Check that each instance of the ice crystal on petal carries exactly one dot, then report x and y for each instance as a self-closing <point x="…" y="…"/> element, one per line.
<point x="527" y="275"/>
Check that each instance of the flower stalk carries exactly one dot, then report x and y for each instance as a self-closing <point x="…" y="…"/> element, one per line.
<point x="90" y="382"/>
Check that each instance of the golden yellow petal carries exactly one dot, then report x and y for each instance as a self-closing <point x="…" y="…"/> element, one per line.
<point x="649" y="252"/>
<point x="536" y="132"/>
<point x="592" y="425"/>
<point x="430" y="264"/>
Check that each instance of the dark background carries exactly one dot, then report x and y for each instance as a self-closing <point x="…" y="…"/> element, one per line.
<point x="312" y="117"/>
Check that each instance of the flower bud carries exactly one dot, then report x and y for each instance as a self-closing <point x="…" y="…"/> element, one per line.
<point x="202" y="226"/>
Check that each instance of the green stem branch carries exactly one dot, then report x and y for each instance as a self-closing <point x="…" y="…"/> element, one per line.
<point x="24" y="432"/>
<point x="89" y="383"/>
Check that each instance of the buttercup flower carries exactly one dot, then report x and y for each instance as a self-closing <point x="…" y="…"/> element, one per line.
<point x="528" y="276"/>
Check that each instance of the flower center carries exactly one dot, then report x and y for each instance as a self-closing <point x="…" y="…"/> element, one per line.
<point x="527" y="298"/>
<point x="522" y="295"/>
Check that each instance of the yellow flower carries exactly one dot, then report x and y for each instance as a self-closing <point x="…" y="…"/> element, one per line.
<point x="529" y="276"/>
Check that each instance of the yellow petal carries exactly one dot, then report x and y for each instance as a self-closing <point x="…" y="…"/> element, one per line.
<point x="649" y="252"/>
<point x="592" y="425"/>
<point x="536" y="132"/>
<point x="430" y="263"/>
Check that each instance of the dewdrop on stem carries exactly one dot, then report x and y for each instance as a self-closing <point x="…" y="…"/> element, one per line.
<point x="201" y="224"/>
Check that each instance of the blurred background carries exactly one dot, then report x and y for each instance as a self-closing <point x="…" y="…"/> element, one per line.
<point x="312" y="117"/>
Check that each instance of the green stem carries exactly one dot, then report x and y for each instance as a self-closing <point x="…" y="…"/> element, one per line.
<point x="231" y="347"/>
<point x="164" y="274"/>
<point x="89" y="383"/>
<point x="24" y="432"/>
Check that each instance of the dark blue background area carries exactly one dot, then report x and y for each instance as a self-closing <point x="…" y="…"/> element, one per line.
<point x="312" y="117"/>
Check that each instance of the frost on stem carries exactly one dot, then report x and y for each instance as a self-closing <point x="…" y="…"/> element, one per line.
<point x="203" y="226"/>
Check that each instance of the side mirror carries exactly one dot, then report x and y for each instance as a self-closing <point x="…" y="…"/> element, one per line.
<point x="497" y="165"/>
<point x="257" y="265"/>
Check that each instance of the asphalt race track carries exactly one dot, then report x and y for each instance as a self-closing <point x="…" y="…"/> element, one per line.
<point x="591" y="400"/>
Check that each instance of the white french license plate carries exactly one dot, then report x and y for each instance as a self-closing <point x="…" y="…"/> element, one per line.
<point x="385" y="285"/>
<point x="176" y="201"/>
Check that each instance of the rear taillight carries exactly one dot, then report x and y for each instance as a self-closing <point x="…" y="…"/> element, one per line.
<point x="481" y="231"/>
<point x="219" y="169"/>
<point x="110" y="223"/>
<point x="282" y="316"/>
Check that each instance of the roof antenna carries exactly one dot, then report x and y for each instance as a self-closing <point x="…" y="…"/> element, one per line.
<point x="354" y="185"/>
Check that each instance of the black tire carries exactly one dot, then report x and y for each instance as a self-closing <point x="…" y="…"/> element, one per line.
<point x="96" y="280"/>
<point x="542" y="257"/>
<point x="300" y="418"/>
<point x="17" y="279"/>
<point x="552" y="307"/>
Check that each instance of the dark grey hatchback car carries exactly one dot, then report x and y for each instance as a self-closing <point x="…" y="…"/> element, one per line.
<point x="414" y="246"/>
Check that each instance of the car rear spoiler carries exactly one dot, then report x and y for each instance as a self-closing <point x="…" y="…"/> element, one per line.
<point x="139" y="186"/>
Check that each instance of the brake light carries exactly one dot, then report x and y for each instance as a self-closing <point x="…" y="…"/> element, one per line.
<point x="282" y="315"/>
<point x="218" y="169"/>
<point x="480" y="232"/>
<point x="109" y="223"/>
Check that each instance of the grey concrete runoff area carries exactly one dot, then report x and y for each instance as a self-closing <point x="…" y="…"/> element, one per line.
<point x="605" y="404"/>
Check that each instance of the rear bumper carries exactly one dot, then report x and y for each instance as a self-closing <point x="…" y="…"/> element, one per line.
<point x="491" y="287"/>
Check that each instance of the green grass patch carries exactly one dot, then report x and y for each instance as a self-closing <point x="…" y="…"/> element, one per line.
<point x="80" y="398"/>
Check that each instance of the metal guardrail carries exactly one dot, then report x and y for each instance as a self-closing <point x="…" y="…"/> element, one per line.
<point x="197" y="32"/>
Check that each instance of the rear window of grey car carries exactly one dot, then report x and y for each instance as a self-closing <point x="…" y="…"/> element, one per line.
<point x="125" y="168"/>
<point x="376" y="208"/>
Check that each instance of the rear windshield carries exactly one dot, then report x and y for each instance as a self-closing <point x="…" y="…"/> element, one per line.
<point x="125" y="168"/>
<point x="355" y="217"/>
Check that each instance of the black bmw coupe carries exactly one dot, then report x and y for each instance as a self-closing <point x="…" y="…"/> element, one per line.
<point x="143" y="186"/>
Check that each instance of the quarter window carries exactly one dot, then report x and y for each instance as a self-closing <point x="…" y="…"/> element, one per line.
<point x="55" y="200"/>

What is required:
Give back all of the data exactly, with every line intact.

Exercise answer:
Check that each instance of the ice crystal on petal carries exactly one dot, then report x and y for each instance as a self-closing <point x="…" y="…"/> element, one per line.
<point x="527" y="275"/>
Check that each instance of the flower stalk carries exactly one dot, then report x and y for each instance as a self-closing <point x="…" y="…"/> element, one per line.
<point x="90" y="382"/>
Check that each instance of the golden yellow petal carries exactly one dot, then report x and y for each instance as a self-closing <point x="…" y="…"/> element, one per line.
<point x="649" y="252"/>
<point x="536" y="132"/>
<point x="592" y="425"/>
<point x="430" y="264"/>
Check that each instance of the dark background carries exactly one dot, then report x and y for each instance as a self-closing <point x="…" y="…"/> element, one per line.
<point x="312" y="117"/>
Check that each instance of the flower bud carries exactly one dot, then report x and y for each instance as a self-closing <point x="…" y="…"/> element, one per line.
<point x="202" y="226"/>
Check that each instance of the green stem branch carries exactly one dot, then report x and y for each instance as a self-closing <point x="…" y="…"/> element, one per line.
<point x="24" y="432"/>
<point x="89" y="383"/>
Check that each instance of the buttercup flower carries exactly one dot, then report x and y for each instance as a self-closing <point x="…" y="…"/> element, one per line.
<point x="528" y="276"/>
Check that each instance of the flower center carries exactly one dot, then report x and y for each instance as a self-closing <point x="…" y="…"/> element, one per line.
<point x="527" y="298"/>
<point x="522" y="295"/>
Check that each instance of the yellow flower carries exactly one dot, then report x and y for each instance as a self-closing <point x="…" y="…"/> element, one per line.
<point x="529" y="276"/>
Check that each instance of the yellow petal carries exactly one dot, then report x and y for each instance as a self-closing <point x="…" y="…"/> element, one per line.
<point x="649" y="252"/>
<point x="592" y="425"/>
<point x="536" y="132"/>
<point x="430" y="263"/>
Check that each instance of the dewdrop on stem carries exactly one dot, then report x and y for each instance as a self-closing <point x="…" y="…"/> element, one per line.
<point x="201" y="224"/>
Check that each instance of the blurred background carries exactly one dot, then report x and y for each instance as a self-closing <point x="…" y="…"/> element, one per line.
<point x="312" y="117"/>
Check that each instance of the green stem carries exactly one dot, then report x and y for each instance as a self-closing <point x="…" y="…"/> element, one per line.
<point x="231" y="347"/>
<point x="164" y="274"/>
<point x="89" y="383"/>
<point x="24" y="432"/>
Check that each instance of the dark blue background area carries exactly one dot, then report x and y for each instance as a self-closing <point x="…" y="…"/> element, one per line.
<point x="312" y="117"/>
Check that each instance of the frost on stem carries exactly one dot, then report x and y for each instance as a self-closing <point x="…" y="…"/> element, one per line.
<point x="203" y="226"/>
Check that each instance of the side mirror carries exactly one dot, then report x and y for each instance as a self-closing <point x="…" y="…"/> element, one per line.
<point x="497" y="165"/>
<point x="257" y="265"/>
Check that each instance of the asphalt race track carries exactly one dot, then report x and y for each instance as a self-closing <point x="…" y="…"/> element, one per line.
<point x="591" y="400"/>
Check that each instance of the white french license plate carries exactly one dot, then report x and y for each instance as a self-closing <point x="…" y="…"/> element, one per line.
<point x="385" y="285"/>
<point x="176" y="201"/>
Check that each instance of the rear taillight carries exactly one dot, then report x and y for each instance as a self-closing <point x="…" y="…"/> element, one per line.
<point x="481" y="231"/>
<point x="219" y="169"/>
<point x="110" y="223"/>
<point x="282" y="316"/>
Check that each instance of the roof antenna carries exactly one dot, then report x and y for each instance as a self-closing <point x="…" y="…"/> element, one per line.
<point x="354" y="185"/>
Check that each instance of the black tire carries exactly one dot, then report x and y for each instance as a self-closing <point x="…" y="…"/> element, one per line.
<point x="96" y="280"/>
<point x="542" y="257"/>
<point x="300" y="418"/>
<point x="17" y="279"/>
<point x="552" y="307"/>
Check that each instance of the dark grey hatchback car carries exactly one dot, then report x and y for each instance as a self-closing <point x="…" y="…"/> element, one per line.
<point x="414" y="246"/>
Check that each instance of the car rear spoiler carries exactly one dot, then report x and y for each instance as a self-closing <point x="…" y="…"/> element, one per line.
<point x="139" y="186"/>
Check that each instance of the brake light carries exactly one dot, then report x and y for each instance as a self-closing <point x="…" y="…"/> element, one per line.
<point x="282" y="315"/>
<point x="218" y="169"/>
<point x="480" y="232"/>
<point x="109" y="223"/>
Check that each instance of the grey concrete runoff area carries exactly one dot, then report x and y for each instance as a self-closing <point x="…" y="…"/> element, one per line.
<point x="605" y="404"/>
Check that each instance of the rear bumper carries exactly one dot, then report x and y for each instance as a self-closing <point x="…" y="…"/> element, one per line.
<point x="491" y="287"/>
Check that each instance of the green grass patch carries exactly one dot, then report x and y for each instance as a self-closing <point x="…" y="…"/> element, one per line.
<point x="80" y="398"/>
Check that each instance of the metal guardrail carries exactly one dot, then report x and y for each instance as a self-closing <point x="…" y="…"/> element, one per line.
<point x="197" y="32"/>
Check that each instance of the rear window of grey car carries exactly one dot, then report x and y for each instance as a self-closing <point x="…" y="…"/> element, one per line.
<point x="125" y="168"/>
<point x="376" y="208"/>
Check that each instance of the rear windshield carries exactly one dot, then report x and y for each instance as a self-closing <point x="…" y="…"/> element, one per line.
<point x="125" y="168"/>
<point x="355" y="217"/>
Check that each instance of the black bmw coupe carries exactly one dot, then report x and y for each instance as a self-closing <point x="…" y="…"/> element, one per line.
<point x="143" y="186"/>
Check that each instance of the quarter window carries exactly one dot, then report x and y for each instance as a self-closing <point x="…" y="…"/> element, one per line.
<point x="55" y="200"/>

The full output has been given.